TASK TO COMPLETE -
For every entry, reproduce the wording exactly and omit any image it holds.

ENTRIES SHOWN -
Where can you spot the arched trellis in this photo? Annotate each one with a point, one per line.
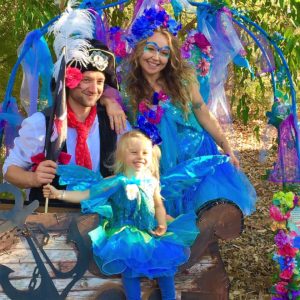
(244, 23)
(238, 18)
(8, 114)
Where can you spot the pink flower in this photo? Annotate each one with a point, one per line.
(276, 214)
(162, 96)
(281, 287)
(286, 274)
(120, 50)
(207, 51)
(143, 107)
(203, 66)
(201, 41)
(73, 77)
(287, 250)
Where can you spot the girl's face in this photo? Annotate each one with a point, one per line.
(138, 155)
(155, 55)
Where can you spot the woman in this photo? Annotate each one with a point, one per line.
(162, 86)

TASK SOLUTION -
Where can you spot the arched trellis in this photo? Annotate each one with a point, one per line.
(244, 23)
(238, 18)
(8, 114)
Where can you spot the pink flower in this photo? Annotate each one with a point, one per line.
(276, 214)
(162, 96)
(281, 287)
(286, 274)
(120, 50)
(207, 51)
(143, 107)
(203, 66)
(201, 41)
(73, 77)
(287, 250)
Where can you spot the girl's face in this photo? Annotate each one with a point, one per line.
(138, 155)
(155, 55)
Where can you spot the woman in this photo? Annotate each one with a point, one per line.
(162, 86)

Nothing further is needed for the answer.